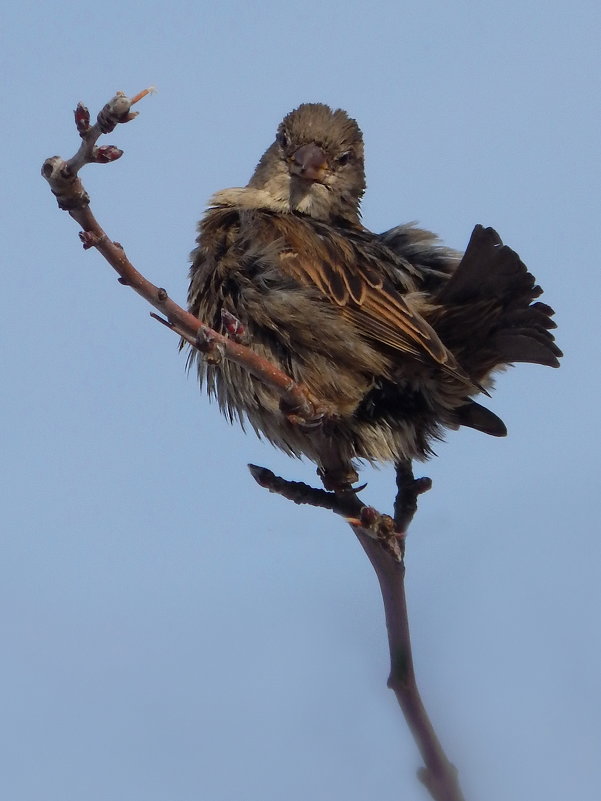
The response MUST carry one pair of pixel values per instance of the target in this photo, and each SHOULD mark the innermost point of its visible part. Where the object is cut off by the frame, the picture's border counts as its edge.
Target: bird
(393, 335)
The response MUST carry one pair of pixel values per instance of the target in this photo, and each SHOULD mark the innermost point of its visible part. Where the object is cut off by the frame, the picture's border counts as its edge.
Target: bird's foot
(340, 479)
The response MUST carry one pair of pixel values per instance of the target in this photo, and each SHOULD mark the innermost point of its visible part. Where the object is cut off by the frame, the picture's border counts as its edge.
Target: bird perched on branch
(392, 335)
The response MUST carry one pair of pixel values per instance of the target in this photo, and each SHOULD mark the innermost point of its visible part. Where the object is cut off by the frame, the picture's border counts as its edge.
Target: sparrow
(392, 334)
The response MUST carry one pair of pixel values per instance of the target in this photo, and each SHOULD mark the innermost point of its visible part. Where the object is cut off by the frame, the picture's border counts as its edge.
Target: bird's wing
(350, 275)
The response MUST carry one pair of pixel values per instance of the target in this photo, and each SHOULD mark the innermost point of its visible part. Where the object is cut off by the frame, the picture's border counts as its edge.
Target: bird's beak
(309, 162)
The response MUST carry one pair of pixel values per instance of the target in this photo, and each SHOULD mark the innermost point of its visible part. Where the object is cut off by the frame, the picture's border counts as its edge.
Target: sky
(171, 632)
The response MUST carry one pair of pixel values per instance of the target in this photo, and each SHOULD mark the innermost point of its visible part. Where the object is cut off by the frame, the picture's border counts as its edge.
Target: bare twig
(71, 196)
(381, 536)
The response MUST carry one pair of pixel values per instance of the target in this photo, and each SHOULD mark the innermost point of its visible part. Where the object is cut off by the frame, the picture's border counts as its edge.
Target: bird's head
(315, 166)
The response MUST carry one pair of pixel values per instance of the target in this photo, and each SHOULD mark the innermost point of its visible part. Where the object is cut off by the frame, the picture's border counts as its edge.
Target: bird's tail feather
(486, 314)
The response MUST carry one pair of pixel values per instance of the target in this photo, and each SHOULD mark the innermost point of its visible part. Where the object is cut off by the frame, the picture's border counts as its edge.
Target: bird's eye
(344, 158)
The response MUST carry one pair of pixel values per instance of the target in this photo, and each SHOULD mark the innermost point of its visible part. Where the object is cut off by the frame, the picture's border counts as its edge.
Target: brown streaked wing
(366, 299)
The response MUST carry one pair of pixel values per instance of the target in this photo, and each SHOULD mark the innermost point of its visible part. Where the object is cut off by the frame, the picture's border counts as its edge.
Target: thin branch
(381, 536)
(71, 196)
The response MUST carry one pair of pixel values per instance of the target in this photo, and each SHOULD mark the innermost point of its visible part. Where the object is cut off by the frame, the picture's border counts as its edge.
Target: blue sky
(169, 630)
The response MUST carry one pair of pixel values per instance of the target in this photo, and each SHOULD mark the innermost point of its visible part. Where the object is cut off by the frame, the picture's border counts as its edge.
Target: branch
(381, 536)
(72, 197)
(383, 540)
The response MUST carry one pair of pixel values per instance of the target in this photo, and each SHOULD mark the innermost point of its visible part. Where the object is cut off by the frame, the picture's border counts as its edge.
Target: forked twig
(381, 536)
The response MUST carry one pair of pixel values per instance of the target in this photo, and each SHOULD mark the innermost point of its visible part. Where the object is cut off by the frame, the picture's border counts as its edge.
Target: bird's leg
(408, 489)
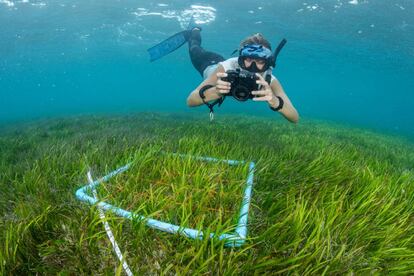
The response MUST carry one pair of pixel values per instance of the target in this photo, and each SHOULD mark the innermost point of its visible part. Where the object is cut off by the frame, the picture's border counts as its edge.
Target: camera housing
(243, 83)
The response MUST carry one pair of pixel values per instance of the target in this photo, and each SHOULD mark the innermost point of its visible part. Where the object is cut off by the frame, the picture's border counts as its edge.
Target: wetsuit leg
(201, 58)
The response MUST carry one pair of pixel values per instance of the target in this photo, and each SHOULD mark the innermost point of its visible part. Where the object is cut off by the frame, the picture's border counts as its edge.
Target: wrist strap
(209, 105)
(280, 106)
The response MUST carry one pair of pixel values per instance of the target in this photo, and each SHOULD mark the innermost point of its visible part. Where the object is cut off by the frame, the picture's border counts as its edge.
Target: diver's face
(260, 63)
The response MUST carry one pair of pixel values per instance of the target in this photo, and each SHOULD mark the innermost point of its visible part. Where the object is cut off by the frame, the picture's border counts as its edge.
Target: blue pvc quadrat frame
(235, 239)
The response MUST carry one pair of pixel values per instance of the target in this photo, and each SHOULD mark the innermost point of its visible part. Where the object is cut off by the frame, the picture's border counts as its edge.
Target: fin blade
(167, 46)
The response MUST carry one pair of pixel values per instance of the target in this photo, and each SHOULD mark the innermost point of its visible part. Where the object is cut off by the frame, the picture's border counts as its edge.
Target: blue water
(345, 61)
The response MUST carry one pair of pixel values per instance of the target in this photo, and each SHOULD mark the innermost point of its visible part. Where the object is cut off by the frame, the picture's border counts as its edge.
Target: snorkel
(257, 51)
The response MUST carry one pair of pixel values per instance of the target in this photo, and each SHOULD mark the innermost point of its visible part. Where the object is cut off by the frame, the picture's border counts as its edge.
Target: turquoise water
(345, 61)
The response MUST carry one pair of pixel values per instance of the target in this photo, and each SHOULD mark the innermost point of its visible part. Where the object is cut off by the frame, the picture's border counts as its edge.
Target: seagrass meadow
(327, 199)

**Required work:** Would you repeat each line of the listing exactly, skipping any picture?

**Problem solution:**
The response MUST carry one pair of pixel values per instance of the target in this photo, and each SHOULD mark the innermost point of its visible part. Where the object is cut off by the frame, the picture's border counts as its edge.
Target: bird
(393, 335)
The response MUST carry one pair of pixel values per instance of the target in this photo, and each SHOULD mark the innermost point of its visible part. Where the object is cut off by the frame, the picture's border counts as its edge.
Target: bird's foot
(340, 479)
The response MUST carry one pair of pixel values per instance of the target in this photo, and each SHOULD mark the innermost point of its visible part. Where the object is cut off by the frame, the picture's border counts as its edge.
Target: bird perched on branch
(392, 335)
The response MUST carry one pair of pixel values per instance of the target in this photo, and each SHOULD mark the innermost point of its visible part. Where the object is cut off by the frame, the picture's border counts as its edge.
Target: sparrow
(392, 334)
The response MUST carry one pair of pixel values per instance of the target in this photo, and each SHOULD mark the innermost point of its visible part. Where the object is cut off by the frame, the picture's border counts as its edge.
Target: bird's wing
(350, 275)
The response MUST carry one pair of pixel values per instance of the target in this photo, and each SHOULD mark the innermost point of its visible part. Where the object is cut off by the frame, the picture's border counts as its edge.
Target: bird's beak
(309, 162)
The response MUST carry one pair of pixel values per instance of the target in this photo, and each SHOULD mark the innermost point of its visible part. Where the object is cut off by the frame, the picture's border counts as its edge.
Target: sky
(171, 632)
The response MUST carry one pair of pixel values per instance of the target in this photo, and each SHOULD mark the innermost point of its visible part. Where the object is cut off by the frame, the picture's border counts as its edge.
Target: bare twig
(71, 196)
(381, 536)
The response MUST carry one pair of pixel values per instance of the target in this photo, and each SHOULD mark the innermost point of its visible part. Where the object is cut off by the frame, the picture's border counts as its edge.
Target: bird's head
(315, 166)
The response MUST carry one pair of pixel values per instance of the target in this photo, and each SHOULD mark the innermost point of its visible part. Where the object is cut off by the frame, the picture's border counts as its edge.
Target: bird's tail feather
(486, 314)
The response MUST carry one pair of pixel values per instance of the target in this photo, and each SHOULD mark the innermost point of its visible part. Where the object is cut off by the frame, the picture's border counts as its edge.
Target: bird's eye
(344, 158)
The response MUST carry one pair of pixel values per instance of the target in this photo, and each SHOULD mark the innermost point of its visible part. Where the object is cut off by the frame, the picture's border counts as its edge.
Target: brown streaked wing
(366, 299)
The response MUST carry one pair of pixel values per instance of the target in this photo, and each SHOULD mark the innermost point of its visible part. Where the object is cut off by the frame, the picture's border counts as its edge.
Target: thin branch
(381, 536)
(71, 196)
The response MUST carry one pair of pixel values per instance of the target in this photo, and each SHOULD mark the innermost point of its visible part. Where the object is cut off by the frame, the picture's border counts as its edge.
Target: blue sky
(169, 630)
The response MUST carry one pair of pixel values per instance of the target in this photo, and each SHOULD mark the innermost point of its visible part. Where the object is cut off by the frame, the picture's border counts as its edge.
Target: branch
(381, 536)
(72, 197)
(383, 540)
The response MUST carry one pair of pixel values per instance of the target in this photo, and each SHOULD mark the innermost point of its visible part. Where the object is cut off by the frame, the picture's border counts as its edge.
Target: forked twig
(381, 536)
The response MUST carry one pair of pixel values per instance of the target in this photo, and each SHOULD mark the innermost point of its visible part. Where the object is cut off by the frame, the picture's border counts as its edge.
Target: bird's leg
(408, 489)
The response MUST carry one pair of pixel values per instance of the target in this photo, and each SHOULD mark the innermost point of its visible part. Where the object is cut off by the frame, the picture's border counts as its edge.
Target: camera housing
(243, 83)
The response MUST carry one pair of pixel values per instance of the target in this photo, and each SHOULD mark the innermost point of its visible part. Where the object is cut off by the frame, the picture's border counts as its edge.
Target: wetsuit leg
(201, 58)
The response MUST carry one pair of pixel values per instance of the target in this photo, and each SHOULD mark the innermost point of its visible part. Where the object is cut off by the frame, the picture's border counts as its edge.
Target: wrist strap
(209, 105)
(280, 106)
The response MUST carry one pair of pixel values per instance of the target in this photo, and each SHOULD mark the innermost point of its visible part. Where the object is cut off by the frame, the picture's border counts as its edge.
Target: diver's face
(260, 63)
The response MUST carry one pair of pixel values per instance of the target in this photo, and each SHOULD mark the innermost point of its visible part. Where the object is cut off by the frame, the picture's border counts as its edge.
Target: blue pvc quadrat frame
(235, 239)
The response MUST carry one pair of pixel values per instance of the target in this photo, and each SHOULD mark the innermost point of its visible part. Where the object is cut off by the frame, the picture's border counts as its edge.
Target: fin blade
(167, 46)
The response MUST carry one pair of pixel values per instance of the target in this photo, and each SHOULD mark the innermost point of its visible part. Where the object is cut off by the frame, the picture's border counts as its edge.
Target: blue water
(345, 61)
The response MUST carry one pair of pixel values per instance of the target in this photo, and each SHOULD mark the innermost point of its visible part. Where the object is cut off by the frame, the picture's border counts as its edge.
Target: snorkel
(257, 51)
The response MUST carry one pair of pixel values per instance of the target in this photo, and each SHOULD mark the innermost point of its visible part. Where the object is cut off by the frame, the picture's border counts as its edge.
Target: turquoise water
(345, 61)
The response MUST carry one pair of pixel values per instance of the target in this photo, and each SHOULD mark the innermost point of its visible part. Where the object is cut off by the frame, the picture's border counts as its edge.
Target: seagrass meadow
(327, 199)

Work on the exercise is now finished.